◆ Required work ◆
Retype these items line for line, without any change, and leave the pictures out.

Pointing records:
********
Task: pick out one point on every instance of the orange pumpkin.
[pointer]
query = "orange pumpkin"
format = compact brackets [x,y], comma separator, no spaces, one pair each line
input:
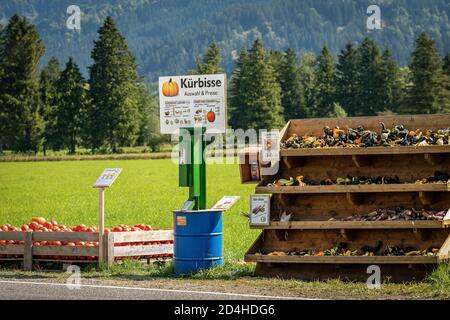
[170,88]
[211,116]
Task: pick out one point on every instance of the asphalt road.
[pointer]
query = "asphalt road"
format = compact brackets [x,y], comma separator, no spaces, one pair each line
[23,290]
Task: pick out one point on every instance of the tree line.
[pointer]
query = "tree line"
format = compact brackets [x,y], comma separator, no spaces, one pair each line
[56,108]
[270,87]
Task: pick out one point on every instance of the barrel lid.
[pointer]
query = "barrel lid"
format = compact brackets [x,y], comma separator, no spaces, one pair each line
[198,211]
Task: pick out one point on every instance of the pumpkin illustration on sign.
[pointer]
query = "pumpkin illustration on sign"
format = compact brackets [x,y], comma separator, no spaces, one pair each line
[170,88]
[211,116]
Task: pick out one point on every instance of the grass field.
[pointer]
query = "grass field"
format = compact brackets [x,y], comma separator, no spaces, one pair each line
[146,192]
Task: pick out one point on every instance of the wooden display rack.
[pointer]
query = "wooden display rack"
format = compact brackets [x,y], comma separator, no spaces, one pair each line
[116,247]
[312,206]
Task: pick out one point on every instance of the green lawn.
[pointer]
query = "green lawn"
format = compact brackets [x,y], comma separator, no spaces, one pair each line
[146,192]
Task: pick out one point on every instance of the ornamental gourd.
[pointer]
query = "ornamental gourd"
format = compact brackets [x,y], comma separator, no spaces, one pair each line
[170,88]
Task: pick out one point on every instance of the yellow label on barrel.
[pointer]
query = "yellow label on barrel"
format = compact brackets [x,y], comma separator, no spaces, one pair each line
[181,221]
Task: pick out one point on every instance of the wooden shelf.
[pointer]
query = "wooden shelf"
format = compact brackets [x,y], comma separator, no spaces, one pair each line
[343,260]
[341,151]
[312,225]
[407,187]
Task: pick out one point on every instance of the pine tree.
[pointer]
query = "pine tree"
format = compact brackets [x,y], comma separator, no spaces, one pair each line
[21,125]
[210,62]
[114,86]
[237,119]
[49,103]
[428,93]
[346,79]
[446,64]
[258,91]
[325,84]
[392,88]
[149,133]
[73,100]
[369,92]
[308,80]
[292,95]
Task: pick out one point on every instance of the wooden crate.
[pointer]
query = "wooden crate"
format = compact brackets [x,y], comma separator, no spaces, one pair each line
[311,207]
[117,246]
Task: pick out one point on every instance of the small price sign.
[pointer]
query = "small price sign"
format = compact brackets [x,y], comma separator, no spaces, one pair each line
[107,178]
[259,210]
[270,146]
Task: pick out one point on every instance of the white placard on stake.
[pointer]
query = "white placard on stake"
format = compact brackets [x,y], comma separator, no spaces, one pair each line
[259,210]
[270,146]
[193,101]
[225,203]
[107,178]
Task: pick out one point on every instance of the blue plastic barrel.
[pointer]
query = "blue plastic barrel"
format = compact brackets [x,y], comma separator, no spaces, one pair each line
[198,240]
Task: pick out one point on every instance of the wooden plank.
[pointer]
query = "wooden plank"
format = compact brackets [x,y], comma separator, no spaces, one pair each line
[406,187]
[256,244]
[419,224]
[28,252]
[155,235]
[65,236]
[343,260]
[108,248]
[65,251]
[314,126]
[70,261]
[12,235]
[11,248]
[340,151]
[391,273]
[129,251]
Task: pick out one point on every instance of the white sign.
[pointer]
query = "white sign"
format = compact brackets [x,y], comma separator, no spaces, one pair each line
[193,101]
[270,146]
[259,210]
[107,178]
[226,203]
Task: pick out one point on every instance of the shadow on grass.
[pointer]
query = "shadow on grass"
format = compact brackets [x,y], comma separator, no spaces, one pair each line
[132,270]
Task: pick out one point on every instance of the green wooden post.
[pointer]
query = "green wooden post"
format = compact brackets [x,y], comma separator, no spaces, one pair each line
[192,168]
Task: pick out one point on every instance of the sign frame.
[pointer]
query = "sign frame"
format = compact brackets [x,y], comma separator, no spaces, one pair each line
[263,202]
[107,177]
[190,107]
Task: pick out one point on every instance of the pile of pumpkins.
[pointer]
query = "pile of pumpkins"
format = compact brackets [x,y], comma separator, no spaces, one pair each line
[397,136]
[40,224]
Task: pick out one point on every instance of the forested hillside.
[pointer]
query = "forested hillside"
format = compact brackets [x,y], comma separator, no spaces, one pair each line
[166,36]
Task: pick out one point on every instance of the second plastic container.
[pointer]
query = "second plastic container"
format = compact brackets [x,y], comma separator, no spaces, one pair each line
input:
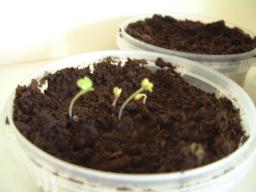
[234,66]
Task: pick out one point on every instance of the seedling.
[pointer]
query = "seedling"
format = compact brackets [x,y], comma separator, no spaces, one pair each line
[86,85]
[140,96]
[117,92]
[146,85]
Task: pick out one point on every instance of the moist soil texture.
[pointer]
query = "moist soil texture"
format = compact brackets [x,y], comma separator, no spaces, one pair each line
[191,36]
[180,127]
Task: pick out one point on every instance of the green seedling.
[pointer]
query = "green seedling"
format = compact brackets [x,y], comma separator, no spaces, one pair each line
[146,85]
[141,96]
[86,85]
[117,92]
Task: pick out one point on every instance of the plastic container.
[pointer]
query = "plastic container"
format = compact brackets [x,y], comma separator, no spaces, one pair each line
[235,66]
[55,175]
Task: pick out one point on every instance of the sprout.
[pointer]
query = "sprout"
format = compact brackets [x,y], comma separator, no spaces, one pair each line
********
◆ Exercise response ◆
Task: pick out one point on every instance of the orange pumpkin.
[pointer]
query = "orange pumpkin"
format = compact brackets [x,y], comma separator, no spaces, one pair each line
input:
[170,88]
[211,116]
Task: pick out one point on every instance of the asphalt road.
[pointer]
query = "asphalt road"
format = compact brackets [x,y], comma separator, no spaces, one pair each line
[23,290]
Task: pick out one point on every instance of the tree line.
[pointer]
query = "tree line"
format = compact brackets [x,y], comma separator, no spaces, one pair each line
[56,108]
[270,87]
Task: pick out one point on every instance of the barrel lid.
[pointer]
query = "barrel lid"
format = compact brackets [x,y], comma separator, no spaces, one pair each line
[198,211]
Task: pick out one point on every instance of the pumpkin illustration on sign.
[pointer]
query = "pumpkin illustration on sign"
format = compact brackets [x,y], comma separator, no spaces, one pair each line
[170,88]
[211,116]
Task: pick out one point on every instance of the grass field.
[pointer]
query = "grass field"
format = compact brackets [x,y], comma separator, no spaces, one pair each line
[146,192]
Task: pick out one point on every instance of the wooden display rack.
[pointer]
query = "wooden display rack"
format = compact brackets [x,y], comma separator, no spaces, one pair each line
[116,247]
[312,206]
Task: pick out one point on every instance of the green lawn.
[pointer]
query = "green lawn"
format = compact brackets [x,y], comma separator, no spaces, one pair each line
[146,192]
Task: pick out one point on every instance of the ornamental gourd.
[pointer]
query = "ornamental gourd"
format = compact brackets [x,y], comma separator, no spaces, one pair each line
[170,88]
Task: pick out one point on every instance of the yellow label on barrel.
[pointer]
query = "yellow label on barrel"
format = compact brackets [x,y], comma separator, no spaces, one pair each line
[181,221]
Task: pick out one point on every instance of the wooden shelf.
[pointer]
query = "wooden shelf"
format = compact brackets [x,y], comma separator, no spaces, one pair each line
[343,260]
[341,151]
[312,225]
[407,187]
Task: pick out one point on every instance of the pine tree.
[pointer]
query = "pine tree"
format = compact brackets [x,y], comma separator, no spaces, one pair each line
[21,125]
[210,62]
[114,86]
[237,119]
[49,103]
[428,93]
[346,79]
[446,64]
[258,91]
[325,84]
[392,88]
[149,133]
[73,100]
[369,92]
[308,80]
[292,95]
Task: pick out one point on every instance of the wooden crate.
[pointer]
query = "wooden crate"
format = compact brackets [x,y], comma separator, no spaces, one pair each line
[311,207]
[117,246]
Task: pick out one point on every instance of the small price sign.
[pointer]
query = "small price sign"
format = compact brackets [x,y], comma separator, no spaces, one pair each line
[107,178]
[259,210]
[270,146]
Task: pick out one point on every instance of the white placard on stake.
[pointer]
query = "white placard on stake"
format = compact brackets [x,y], comma separator, no spaces, one pair each line
[259,210]
[270,146]
[193,101]
[225,203]
[107,178]
Task: pick out one point on every instance of the blue plastic barrel.
[pointer]
query = "blue plastic barrel"
format = compact brackets [x,y], comma separator, no spaces, one pair each line
[198,240]
Task: pick out one point on every instance of the wooden plank.
[pointer]
query = "wooden plank"
format = compact brackets [x,y], comma separator, no spaces, one pair each line
[406,187]
[256,244]
[419,224]
[28,252]
[155,235]
[65,236]
[343,260]
[108,248]
[65,251]
[314,126]
[70,261]
[12,235]
[11,248]
[340,151]
[391,273]
[129,251]
Task: pick out one point on every instance of the white sign.
[pointer]
query = "white sign"
format = compact brackets [x,y], comma separator, no spaces, one pair each line
[193,101]
[270,146]
[259,210]
[107,178]
[226,203]
Task: pick out one point on every instance of the shadow on grass.
[pointer]
query = "shadow on grass"
format = compact brackets [x,y], comma separator, no spaces, one pair each line
[132,270]
Task: pick out one point on every instance of the green wooden post.
[pointer]
query = "green wooden post"
format = compact brackets [x,y], comma separator, no spaces, one pair each line
[192,168]
Task: pick out one point on every instance of the sign frame.
[pointer]
query = "sign frame"
format = compact brackets [x,y], comma separator, no spaces, one pair each line
[263,202]
[107,177]
[190,107]
Task: pick out one point on every instance of the pile of pumpkins.
[pointer]
query = "pile of pumpkins"
format = compact brackets [x,y], comma separator, no spaces, one pair each line
[397,136]
[40,224]
Task: pick out one point on every instance of the forested hillside.
[pointer]
query = "forested hillside"
format = compact brackets [x,y], comma separator, no spaces, one pair each line
[166,36]
Task: pick out one point on every instance of the second plastic container.
[pointer]
query = "second plastic container"
format = compact brackets [x,y], comma separator, no spaces, one pair each line
input:
[234,66]
Task: pick out one point on every instance of the seedling.
[pointer]
query = "seedling"
format = compact brackets [x,y], comma separator, no spaces, one pair each line
[86,85]
[140,96]
[117,92]
[146,85]
Task: pick out one point on every instance of the moist soil texture.
[pointer]
query = "moist soil texture"
format = compact brackets [x,y], comma separator, no spaces, one pair each line
[191,36]
[180,127]
Task: pick out one point on every instance of the green seedling.
[pointer]
query = "green seedling"
format = compact brackets [x,y], comma separator, no spaces, one pair each line
[146,85]
[141,96]
[86,85]
[117,92]
Task: pick out one point on every instance of the plastic container.
[pointer]
query = "plastic container"
format = compact brackets [x,y], comma separator, no spaces, one pair each line
[235,66]
[55,175]
Task: pick out one point on every instance of the sprout.
[pointer]
query = "sprout"
format = compact brackets [x,y], comma separator, no spaces, one pair each line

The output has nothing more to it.